Stated exercise ▸ Report every line of the rows below that contains the word "roof". Case counts.

— Start of Rows —

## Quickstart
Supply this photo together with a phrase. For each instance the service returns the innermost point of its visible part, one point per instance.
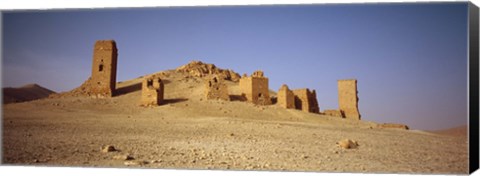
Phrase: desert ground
(189, 132)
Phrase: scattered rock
(123, 157)
(347, 144)
(393, 125)
(108, 148)
(135, 163)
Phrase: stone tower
(104, 68)
(255, 88)
(306, 100)
(152, 91)
(285, 97)
(348, 98)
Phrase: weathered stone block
(348, 99)
(285, 97)
(255, 88)
(216, 89)
(152, 91)
(306, 100)
(334, 112)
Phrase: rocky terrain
(25, 93)
(189, 132)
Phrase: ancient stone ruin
(334, 112)
(200, 69)
(285, 97)
(306, 100)
(348, 99)
(104, 73)
(255, 88)
(152, 91)
(104, 68)
(215, 88)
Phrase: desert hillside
(25, 93)
(460, 131)
(189, 132)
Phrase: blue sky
(410, 60)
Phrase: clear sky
(410, 60)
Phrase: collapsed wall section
(152, 91)
(285, 97)
(215, 88)
(348, 98)
(306, 100)
(255, 88)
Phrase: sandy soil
(25, 93)
(189, 132)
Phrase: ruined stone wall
(216, 89)
(334, 112)
(255, 88)
(348, 98)
(306, 100)
(152, 91)
(104, 68)
(285, 97)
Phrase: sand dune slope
(25, 93)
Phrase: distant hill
(27, 92)
(456, 131)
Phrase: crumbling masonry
(285, 97)
(306, 100)
(152, 91)
(348, 98)
(216, 89)
(255, 88)
(334, 112)
(104, 69)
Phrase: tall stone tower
(104, 68)
(348, 98)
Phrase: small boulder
(108, 148)
(347, 144)
(123, 157)
(135, 163)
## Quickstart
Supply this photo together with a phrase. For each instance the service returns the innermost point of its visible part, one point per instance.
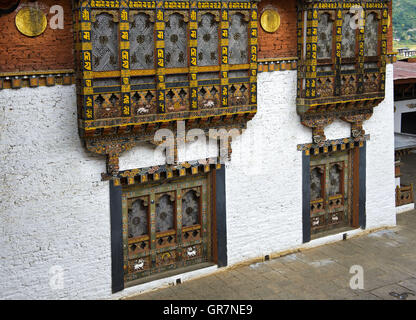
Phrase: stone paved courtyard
(388, 258)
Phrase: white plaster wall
(402, 107)
(54, 209)
(380, 207)
(264, 188)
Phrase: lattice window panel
(342, 62)
(142, 62)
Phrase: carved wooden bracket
(357, 121)
(112, 149)
(318, 126)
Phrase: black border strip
(306, 198)
(117, 271)
(362, 180)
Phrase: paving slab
(387, 258)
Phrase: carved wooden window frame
(120, 129)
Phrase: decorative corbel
(318, 127)
(357, 131)
(112, 149)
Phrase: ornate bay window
(143, 65)
(342, 48)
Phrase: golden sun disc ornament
(270, 20)
(31, 22)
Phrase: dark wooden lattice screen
(143, 65)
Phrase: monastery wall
(54, 208)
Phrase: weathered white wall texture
(402, 107)
(54, 210)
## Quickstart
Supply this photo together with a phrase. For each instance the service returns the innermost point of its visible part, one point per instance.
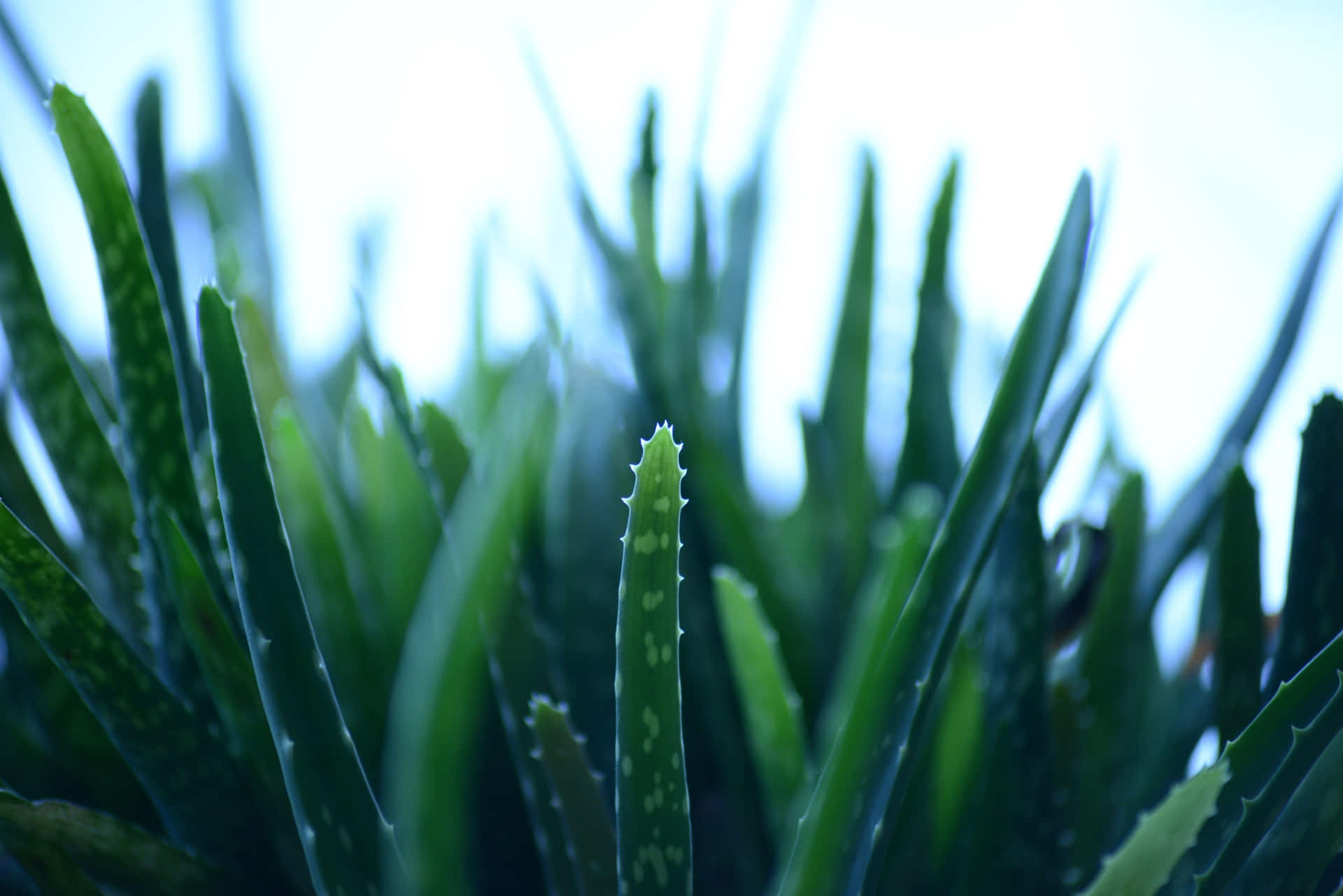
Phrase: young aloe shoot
(652, 798)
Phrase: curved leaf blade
(868, 767)
(340, 825)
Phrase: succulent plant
(308, 639)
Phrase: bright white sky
(1218, 122)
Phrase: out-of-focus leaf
(868, 771)
(343, 832)
(520, 669)
(576, 793)
(1240, 643)
(436, 690)
(1172, 541)
(1147, 856)
(1312, 611)
(113, 851)
(930, 450)
(772, 706)
(183, 767)
(1058, 427)
(846, 483)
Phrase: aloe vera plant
(318, 640)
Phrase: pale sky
(1217, 121)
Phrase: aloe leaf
(113, 851)
(868, 769)
(23, 55)
(930, 450)
(156, 220)
(80, 453)
(1312, 611)
(1058, 427)
(1172, 541)
(394, 516)
(576, 794)
(644, 211)
(1009, 830)
(1147, 856)
(229, 675)
(772, 704)
(183, 767)
(897, 560)
(51, 871)
(332, 576)
(157, 456)
(438, 685)
(519, 669)
(1240, 643)
(652, 798)
(341, 828)
(844, 415)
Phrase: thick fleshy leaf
(113, 851)
(1147, 856)
(578, 795)
(1312, 611)
(1058, 426)
(436, 692)
(157, 458)
(652, 798)
(185, 767)
(868, 770)
(1172, 541)
(520, 669)
(930, 450)
(156, 220)
(772, 704)
(70, 432)
(339, 823)
(1240, 642)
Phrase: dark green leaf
(113, 851)
(1172, 541)
(578, 795)
(183, 767)
(869, 769)
(930, 452)
(1312, 611)
(1240, 643)
(341, 828)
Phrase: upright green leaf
(1240, 642)
(930, 450)
(844, 415)
(157, 458)
(1172, 541)
(1147, 856)
(156, 220)
(80, 453)
(652, 798)
(438, 687)
(1312, 611)
(868, 767)
(340, 825)
(899, 557)
(182, 765)
(772, 706)
(1055, 430)
(578, 795)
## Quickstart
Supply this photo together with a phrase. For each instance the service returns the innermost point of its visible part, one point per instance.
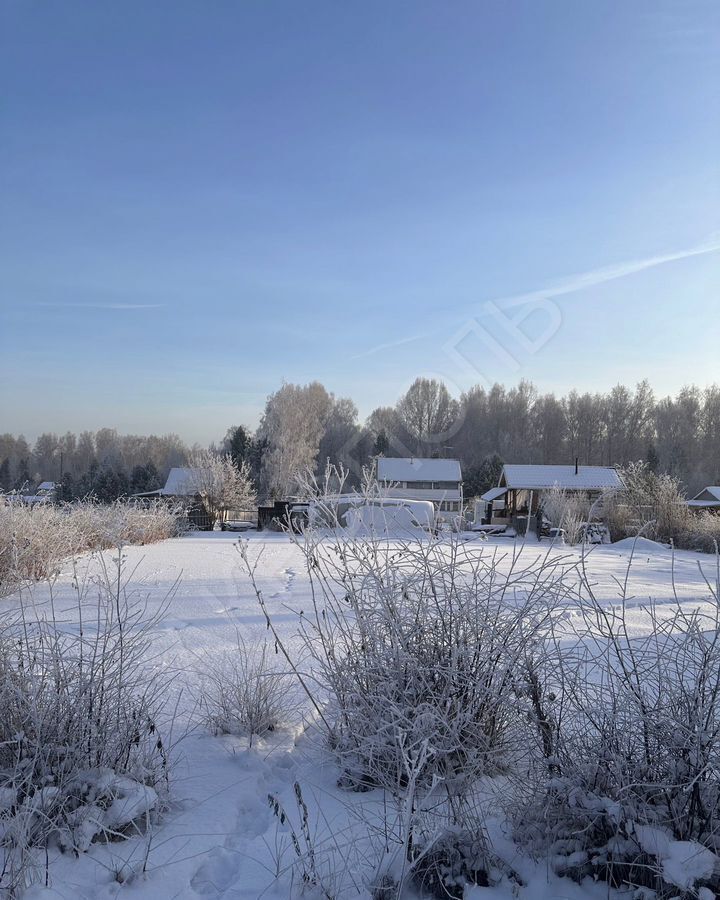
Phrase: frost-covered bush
(568, 510)
(415, 654)
(654, 505)
(34, 540)
(628, 788)
(83, 755)
(242, 693)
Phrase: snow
(536, 477)
(641, 545)
(219, 837)
(181, 482)
(414, 469)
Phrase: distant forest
(303, 426)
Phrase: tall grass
(34, 540)
(84, 738)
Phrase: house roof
(418, 469)
(709, 496)
(181, 482)
(588, 478)
(493, 494)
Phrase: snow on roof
(181, 482)
(493, 494)
(418, 469)
(588, 478)
(709, 496)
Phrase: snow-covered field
(219, 838)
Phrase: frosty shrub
(628, 786)
(82, 754)
(220, 483)
(242, 693)
(35, 540)
(419, 649)
(567, 510)
(654, 505)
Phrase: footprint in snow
(219, 872)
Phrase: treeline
(303, 426)
(103, 464)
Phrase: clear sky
(201, 200)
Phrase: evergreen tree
(5, 480)
(382, 444)
(23, 475)
(144, 478)
(652, 459)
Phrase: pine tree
(5, 480)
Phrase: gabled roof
(392, 468)
(712, 492)
(181, 482)
(535, 478)
(708, 497)
(493, 494)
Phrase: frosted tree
(428, 412)
(221, 484)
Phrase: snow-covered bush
(628, 788)
(34, 540)
(419, 649)
(242, 693)
(654, 505)
(568, 510)
(220, 483)
(83, 755)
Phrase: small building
(519, 492)
(409, 478)
(708, 499)
(182, 484)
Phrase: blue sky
(200, 200)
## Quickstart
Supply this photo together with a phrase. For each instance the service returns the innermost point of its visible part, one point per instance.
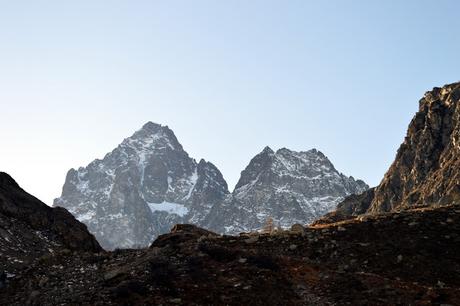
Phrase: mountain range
(149, 183)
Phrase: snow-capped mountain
(286, 186)
(149, 183)
(141, 189)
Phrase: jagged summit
(287, 186)
(141, 189)
(148, 183)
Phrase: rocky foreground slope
(29, 229)
(149, 183)
(426, 167)
(287, 186)
(407, 258)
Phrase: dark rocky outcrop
(406, 258)
(29, 229)
(426, 170)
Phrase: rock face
(30, 229)
(287, 186)
(426, 170)
(141, 189)
(149, 183)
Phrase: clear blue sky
(229, 77)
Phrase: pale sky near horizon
(228, 77)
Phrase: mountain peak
(7, 180)
(268, 150)
(151, 126)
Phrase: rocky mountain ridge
(426, 167)
(149, 183)
(141, 189)
(286, 186)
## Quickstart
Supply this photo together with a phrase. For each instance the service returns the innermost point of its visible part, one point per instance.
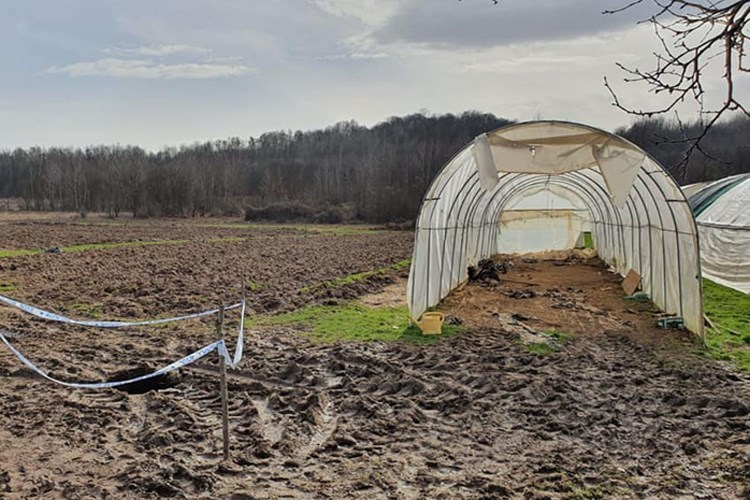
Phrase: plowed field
(613, 408)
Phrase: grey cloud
(158, 50)
(473, 24)
(143, 69)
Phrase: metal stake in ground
(223, 373)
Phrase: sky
(159, 73)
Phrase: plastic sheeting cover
(724, 227)
(651, 231)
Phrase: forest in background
(346, 172)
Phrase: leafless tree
(699, 41)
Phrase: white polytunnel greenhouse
(722, 213)
(546, 185)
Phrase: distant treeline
(342, 173)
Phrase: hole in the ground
(157, 383)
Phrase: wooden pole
(224, 399)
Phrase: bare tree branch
(691, 35)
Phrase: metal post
(224, 399)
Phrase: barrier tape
(190, 358)
(219, 346)
(50, 316)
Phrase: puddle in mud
(156, 383)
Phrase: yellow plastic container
(431, 323)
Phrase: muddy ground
(617, 409)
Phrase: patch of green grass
(357, 277)
(17, 253)
(354, 322)
(729, 310)
(119, 244)
(560, 337)
(339, 230)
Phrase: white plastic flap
(485, 162)
(619, 166)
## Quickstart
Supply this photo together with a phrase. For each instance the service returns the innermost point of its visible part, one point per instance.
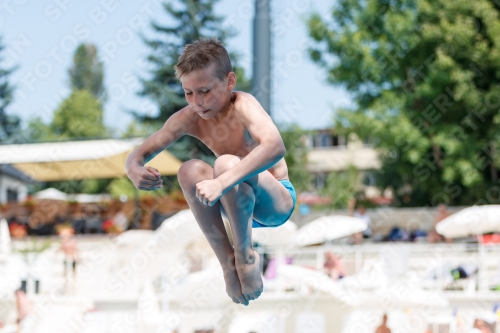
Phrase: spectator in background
(25, 317)
(433, 236)
(361, 214)
(383, 327)
(333, 266)
(482, 326)
(70, 250)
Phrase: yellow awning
(106, 167)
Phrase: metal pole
(137, 209)
(261, 78)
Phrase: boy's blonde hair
(202, 53)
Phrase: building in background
(329, 152)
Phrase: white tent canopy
(64, 151)
(471, 221)
(5, 243)
(51, 194)
(328, 228)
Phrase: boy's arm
(148, 178)
(269, 151)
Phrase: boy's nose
(198, 101)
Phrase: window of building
(12, 195)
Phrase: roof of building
(339, 159)
(65, 151)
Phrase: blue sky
(41, 36)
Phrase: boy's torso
(228, 135)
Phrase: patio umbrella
(473, 220)
(178, 230)
(206, 288)
(401, 294)
(276, 237)
(328, 228)
(5, 244)
(148, 308)
(51, 194)
(316, 280)
(134, 238)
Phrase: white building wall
(7, 182)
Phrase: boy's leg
(261, 197)
(210, 221)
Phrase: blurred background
(389, 111)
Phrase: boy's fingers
(154, 171)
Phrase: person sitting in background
(482, 326)
(25, 318)
(333, 266)
(433, 236)
(357, 238)
(383, 327)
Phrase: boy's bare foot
(249, 274)
(233, 287)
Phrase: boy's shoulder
(245, 102)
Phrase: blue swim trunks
(288, 185)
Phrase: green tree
(193, 19)
(9, 124)
(79, 116)
(296, 157)
(342, 187)
(424, 75)
(87, 72)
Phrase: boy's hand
(209, 191)
(145, 178)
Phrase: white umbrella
(279, 237)
(51, 194)
(178, 231)
(205, 288)
(134, 238)
(316, 280)
(148, 307)
(401, 294)
(5, 244)
(471, 221)
(328, 228)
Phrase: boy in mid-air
(249, 181)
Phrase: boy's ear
(231, 80)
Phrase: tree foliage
(9, 124)
(424, 75)
(79, 116)
(87, 71)
(193, 19)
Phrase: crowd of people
(397, 233)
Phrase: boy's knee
(224, 163)
(193, 171)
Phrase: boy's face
(205, 93)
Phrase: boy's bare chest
(228, 137)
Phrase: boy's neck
(223, 113)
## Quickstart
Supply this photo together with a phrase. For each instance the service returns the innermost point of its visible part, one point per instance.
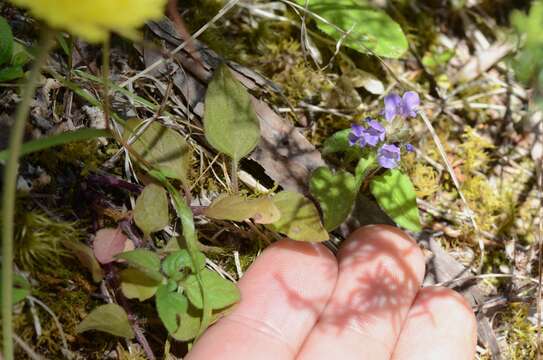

— End of Rows —

The answer ▸
Phrase: house roof
Phrase: snow on roof
Phrase: gabled roof
Phrase: roof of building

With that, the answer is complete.